* Work instructions *
**1.** From the text on sweetness, copy out the passage starting with "A later refinement" and going on through "the sweetness receptor.".
**2.** Say whether each statement agrees with the text on sweetness, answering yes or no and quoting the deciding words. (a) Cats cannot perceive sweetness. (b) New World monkeys find aspartame sweet. (c) The AH-B theory of sweetness was proposed in 1972.
**3.** According to the text on sweetness, how many interaction sites between a sweetener and the sweetness receptor does the multipoint attachment theory involve?

* Text excerpt *
━━━

The sweetness receptor
Despite the wide variety of chemical substances known to be sweet, and knowledge that the ability to perceive sweet taste must reside in taste buds on the tongue, the biomolecular mechanism of sweet taste was sufficiently elusive that as recently as the 1990s, there was some doubt whether any single "sweetness receptor" actually exists.
The breakthrough for the present understanding of sweetness occurred in 2001, when experiments with laboratory mice showed that mice possessing different versions of the gene T1R3 prefer sweet foods to different extents. Subsequent research has shown that the T1R3 protein forms a complex with a related protein, called T1R2, to form a G-protein coupled receptor that is the sweetness receptor in mammals.
Sweetness perception may differ between species significantly. For example, even amongst the primates sweetness is quite variable. New World monkeys do not find aspartame sweet, while Old World monkeys, apes and humans all do. Felidae like cats cannot perceive sweetness at all.
Historical theories of sweetness
The development of organic chemistry in the 19th century introduced many new chemical compounds and the means to determine their molecular structures. Early organic chemists tasted many of their products, either intentionally (as a means of characterization) or accidentally (due to poor laboratory hygiene). One of the first attempts to draw systematic correlations between molecules' structures and their tastes was made by a German chemist, Georg Cohn, in 1914. He advanced the hypothesis that in order to evoke a certain taste, a molecule must contain some structural motif (called a sapophore) that produced that taste. With regard to sweetness, he noted that molecules containing multiple hydroxyl groups and those containing chlorine atoms are often sweet, and that among a series of structurally similar compounds, those with smaller molecular weights were often sweeter than the larger compounds.
In 1919, Oertly and Myers proposed a more elaborate theory based on a then-current theory of color in synthetic dyes. They hypothesized that in order to be sweet, a compound must contain one each of two classes of structural motif, a glucophore and an auxogluc. Based on those compounds known to be sweet at the time, they proposed a list of six candidate glucophores and nine auxoglucs.
From these beginnings in the early 20th century, the theory of sweetness enjoyed little further academic attention until 1963, when Robert Shallenberger and Terry Acree proposed the AH-B theory of sweetness. Simply put, they proposed that in order to be sweet, a compound must contain a hydrogen bond donor (AH) and a Lewis base (B) separated by about 0.3 nanometres. According to this theory, the AH-B unit of a sweetener binds with a corresponding AH-B unit on the biological sweetness receptor to produce the sensation of sweetness.
A later refinement of this theory was the AH-B-X theory proposed by Lemont Kier in 1972. While previous researchers had noted that among some groups of compounds, there seemed to be a correlation between hydrophobicity and sweetness, this theory formalized these observations by proposing that in order to be sweet, a compound must have a third binding site (labeled X) that could interact with a hydrophobic site on the sweetness receptor via London dispersion forces. Later researchers have statistically analyzed the distances between the presumed AH, B, and X sites in several families of sweet substances to estimate the distances between these interaction sites on the sweetness receptor.
The most elaborate theory of sweetness to date is the multipoint attachment theory (MPA) proposed by Jean-Marie Tinti and Claude Nofre in 1991. This theory involves a total of eight interaction sites between a sweetener and the sweetness receptor, although not all sweeteners interact with all eight sites. This model has successfully directed efforts aimed at finding highly potent sweeteners, including the most potent family of sweeteners known to date, the guanidine sweeteners. The most potent of these, lugduname, is about 225,000 times sweeter than sucrose.

━━━

* Entries supplied *
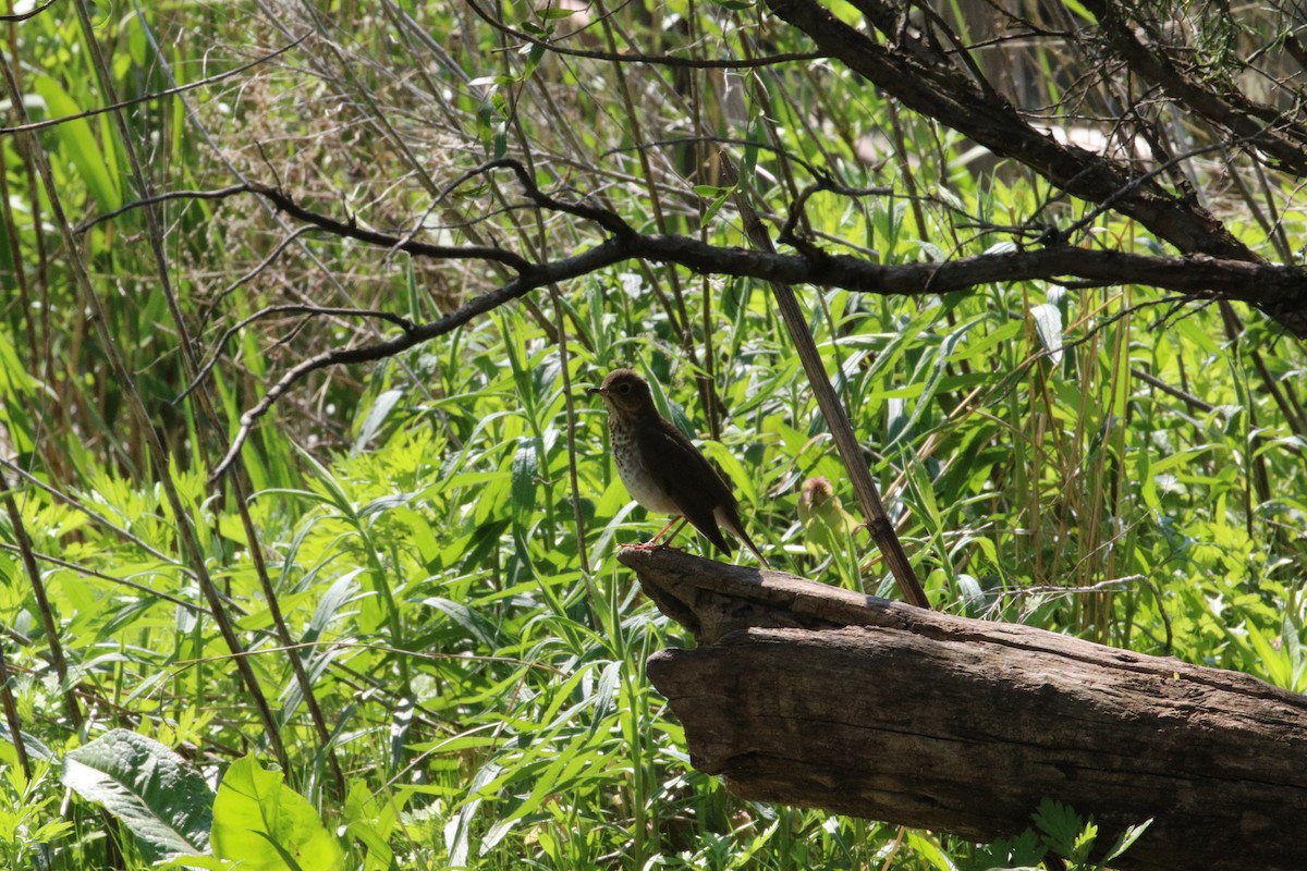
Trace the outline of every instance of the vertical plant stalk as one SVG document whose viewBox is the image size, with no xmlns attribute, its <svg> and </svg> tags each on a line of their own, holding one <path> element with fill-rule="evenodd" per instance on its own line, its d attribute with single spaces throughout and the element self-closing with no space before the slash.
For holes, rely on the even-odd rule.
<svg viewBox="0 0 1307 871">
<path fill-rule="evenodd" d="M 18 767 L 29 781 L 31 780 L 31 760 L 27 757 L 27 742 L 22 738 L 22 721 L 18 720 L 18 705 L 13 703 L 13 688 L 9 686 L 9 661 L 4 656 L 4 645 L 0 644 L 0 704 L 4 705 L 4 720 L 9 726 L 9 740 L 13 743 L 14 755 L 18 756 Z"/>
<path fill-rule="evenodd" d="M 82 9 L 82 12 L 85 12 L 85 9 Z M 94 40 L 91 42 L 94 44 Z M 22 94 L 18 91 L 18 84 L 13 78 L 10 65 L 0 64 L 0 68 L 4 69 L 5 85 L 9 91 L 12 111 L 20 124 L 30 123 L 31 119 L 24 106 Z M 222 639 L 226 642 L 227 649 L 234 654 L 233 658 L 235 661 L 237 670 L 240 673 L 240 678 L 254 700 L 255 708 L 259 710 L 259 717 L 263 721 L 268 735 L 268 743 L 272 747 L 273 753 L 277 756 L 278 764 L 281 764 L 285 770 L 290 770 L 290 760 L 286 756 L 286 748 L 281 742 L 281 733 L 277 727 L 276 718 L 272 716 L 272 708 L 268 705 L 268 700 L 263 695 L 263 688 L 259 686 L 259 679 L 254 674 L 254 667 L 250 665 L 248 657 L 243 656 L 244 650 L 240 646 L 240 639 L 237 637 L 231 619 L 223 609 L 222 598 L 218 594 L 218 590 L 213 584 L 213 578 L 209 575 L 208 565 L 205 564 L 204 552 L 195 537 L 195 530 L 191 528 L 190 515 L 187 513 L 186 507 L 182 503 L 182 496 L 178 494 L 176 486 L 173 482 L 173 475 L 169 470 L 170 454 L 167 448 L 163 445 L 163 440 L 159 434 L 154 430 L 149 410 L 145 407 L 145 401 L 136 389 L 136 381 L 132 377 L 132 372 L 127 368 L 127 363 L 123 360 L 122 354 L 119 354 L 118 345 L 108 332 L 108 315 L 105 311 L 99 296 L 95 294 L 95 289 L 91 286 L 90 274 L 86 272 L 86 264 L 78 255 L 77 238 L 73 234 L 72 225 L 68 222 L 68 215 L 64 214 L 63 201 L 59 198 L 59 188 L 55 184 L 50 158 L 35 136 L 30 133 L 20 133 L 20 136 L 27 137 L 25 145 L 37 163 L 41 183 L 50 200 L 50 217 L 58 227 L 60 239 L 64 243 L 64 249 L 68 255 L 69 272 L 73 276 L 78 293 L 82 295 L 84 304 L 91 312 L 90 320 L 94 324 L 95 332 L 103 346 L 105 356 L 108 359 L 114 376 L 119 379 L 123 394 L 127 398 L 127 405 L 131 409 L 131 414 L 145 437 L 150 457 L 153 457 L 154 461 L 158 484 L 162 487 L 163 494 L 173 508 L 173 515 L 176 521 L 178 538 L 192 562 L 192 571 L 200 582 L 200 589 L 208 599 L 209 611 L 213 614 L 213 619 L 218 626 L 218 631 L 222 633 Z"/>
<path fill-rule="evenodd" d="M 41 580 L 41 569 L 37 567 L 37 558 L 31 552 L 31 538 L 27 537 L 27 529 L 22 525 L 22 512 L 18 511 L 18 503 L 14 501 L 13 491 L 9 490 L 4 469 L 0 469 L 0 492 L 4 494 L 4 508 L 13 526 L 14 541 L 18 543 L 22 568 L 27 572 L 27 580 L 31 581 L 31 593 L 37 597 L 37 610 L 41 611 L 41 624 L 46 629 L 46 639 L 50 641 L 50 659 L 55 665 L 55 674 L 59 675 L 59 688 L 64 695 L 64 708 L 68 710 L 68 720 L 72 721 L 74 729 L 81 731 L 81 708 L 77 705 L 77 696 L 73 693 L 72 684 L 68 683 L 68 659 L 64 658 L 64 645 L 59 640 L 59 624 L 55 622 L 54 611 L 50 610 L 46 584 Z M 8 691 L 5 697 L 5 704 L 9 704 Z M 17 735 L 18 733 L 14 731 L 13 734 Z"/>
<path fill-rule="evenodd" d="M 95 65 L 97 77 L 99 78 L 99 86 L 103 91 L 106 99 L 110 103 L 118 103 L 118 94 L 114 89 L 114 80 L 110 76 L 108 67 L 105 63 L 103 52 L 99 48 L 99 40 L 95 38 L 94 29 L 91 27 L 90 16 L 86 10 L 86 4 L 82 0 L 77 3 L 77 17 L 81 22 L 82 37 L 86 44 L 90 47 L 91 60 Z M 136 180 L 136 187 L 142 197 L 149 198 L 153 193 L 149 179 L 141 168 L 140 157 L 136 153 L 136 146 L 132 142 L 131 131 L 127 127 L 127 121 L 123 119 L 120 110 L 112 112 L 114 123 L 118 128 L 119 138 L 123 142 L 123 149 L 128 157 L 132 167 L 132 175 Z M 199 371 L 199 362 L 195 358 L 195 345 L 190 338 L 190 330 L 187 329 L 186 316 L 182 312 L 180 300 L 178 300 L 176 294 L 173 289 L 171 279 L 169 277 L 167 256 L 163 251 L 163 232 L 159 226 L 158 214 L 156 212 L 157 206 L 149 204 L 145 206 L 145 221 L 149 230 L 150 249 L 154 253 L 154 261 L 158 266 L 159 274 L 159 287 L 167 299 L 169 311 L 173 315 L 173 320 L 176 325 L 179 347 L 182 351 L 182 359 L 187 372 L 187 379 L 193 380 L 196 372 Z M 218 426 L 217 414 L 213 410 L 213 404 L 209 401 L 208 390 L 201 387 L 195 394 L 196 404 L 201 415 L 208 418 L 214 424 L 214 431 L 221 431 Z M 250 509 L 247 505 L 247 499 L 244 488 L 240 484 L 237 471 L 229 474 L 229 479 L 233 483 L 233 496 L 238 513 L 240 515 L 240 522 L 246 531 L 246 542 L 250 550 L 250 558 L 254 563 L 255 573 L 259 576 L 260 589 L 263 590 L 264 601 L 268 605 L 268 614 L 272 618 L 273 627 L 277 632 L 277 639 L 284 648 L 291 650 L 289 657 L 291 673 L 295 676 L 295 682 L 299 686 L 299 691 L 303 695 L 305 704 L 308 708 L 310 717 L 314 721 L 315 730 L 318 733 L 318 739 L 323 746 L 323 752 L 329 760 L 332 774 L 336 781 L 336 789 L 340 795 L 345 794 L 345 777 L 340 769 L 340 763 L 337 763 L 335 753 L 331 752 L 329 740 L 331 731 L 327 727 L 327 718 L 323 716 L 322 708 L 318 704 L 318 697 L 314 695 L 312 682 L 308 679 L 308 673 L 303 666 L 295 650 L 295 641 L 290 635 L 290 629 L 286 626 L 285 618 L 281 614 L 281 606 L 277 601 L 276 589 L 272 585 L 272 580 L 268 577 L 268 567 L 263 559 L 263 548 L 259 546 L 257 530 L 254 525 L 254 518 L 250 516 Z M 197 559 L 203 560 L 200 554 L 196 554 Z M 235 653 L 235 650 L 233 650 Z M 252 673 L 251 673 L 252 674 Z M 280 738 L 278 738 L 280 743 Z M 285 763 L 282 763 L 285 764 Z M 286 769 L 289 770 L 289 768 Z"/>
<path fill-rule="evenodd" d="M 567 311 L 558 294 L 558 287 L 549 285 L 549 295 L 554 300 L 554 312 L 558 317 L 558 360 L 563 372 L 563 406 L 567 409 L 567 479 L 572 494 L 572 520 L 576 524 L 576 554 L 580 556 L 580 571 L 589 577 L 589 558 L 586 554 L 586 517 L 580 511 L 580 478 L 576 474 L 576 404 L 571 392 L 571 372 L 567 371 L 570 362 L 567 351 Z"/>
<path fill-rule="evenodd" d="M 776 248 L 771 243 L 767 227 L 749 204 L 748 192 L 740 187 L 740 175 L 736 172 L 735 165 L 724 151 L 720 159 L 723 180 L 727 185 L 736 187 L 735 202 L 744 221 L 745 235 L 749 236 L 749 242 L 753 243 L 754 248 L 775 253 Z M 867 529 L 872 533 L 876 546 L 881 548 L 881 554 L 885 555 L 885 562 L 889 563 L 890 572 L 894 573 L 894 580 L 898 582 L 903 599 L 908 605 L 929 609 L 931 602 L 925 598 L 925 590 L 921 589 L 921 582 L 916 580 L 912 563 L 903 551 L 898 533 L 894 531 L 894 522 L 885 511 L 880 492 L 876 490 L 876 482 L 872 481 L 867 462 L 863 460 L 863 449 L 857 444 L 857 436 L 853 434 L 853 427 L 848 420 L 848 414 L 844 411 L 844 405 L 839 401 L 839 396 L 835 393 L 835 388 L 831 387 L 830 379 L 826 377 L 826 367 L 822 364 L 817 342 L 813 341 L 812 333 L 808 332 L 808 323 L 804 319 L 802 309 L 799 307 L 795 290 L 789 285 L 774 281 L 771 282 L 771 291 L 776 298 L 776 307 L 780 309 L 782 320 L 786 321 L 786 329 L 795 343 L 795 350 L 799 351 L 799 359 L 804 364 L 808 383 L 817 396 L 817 406 L 821 409 L 822 417 L 826 418 L 826 426 L 830 428 L 831 437 L 835 439 L 835 448 L 839 451 L 840 460 L 844 461 L 844 469 L 853 483 L 853 492 L 857 495 L 863 516 L 867 518 Z"/>
</svg>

━━━

* Answer set *
**1.**
A later refinement of this theory was the AH-B-X theory proposed by Lemont Kier in 1972. While previous researchers had noted that among some groups of compounds, there seemed to be a correlation between hydrophobicity and sweetness, this theory formalized these observations by proposing that in order to be sweet, a compound must have a third binding site (labeled X) that could interact with a hydrophobic site on the sweetness receptor via London dispersion forces. Later researchers have statistically analyzed the distances between the presumed AH, B, and X sites in several families of sweet substances to estimate the distances between these interaction sites on the sweetness receptor.

**2.**
(a) Yes: "Felidae like cats cannot perceive sweetness at all."
(b) No: "New World monkeys do not find aspartame sweet"
(c) No: "until 1963, when Robert Shallenberger and Terry Acree proposed the AH-B theory of sweetness"

**3.** A total of eight interaction sites.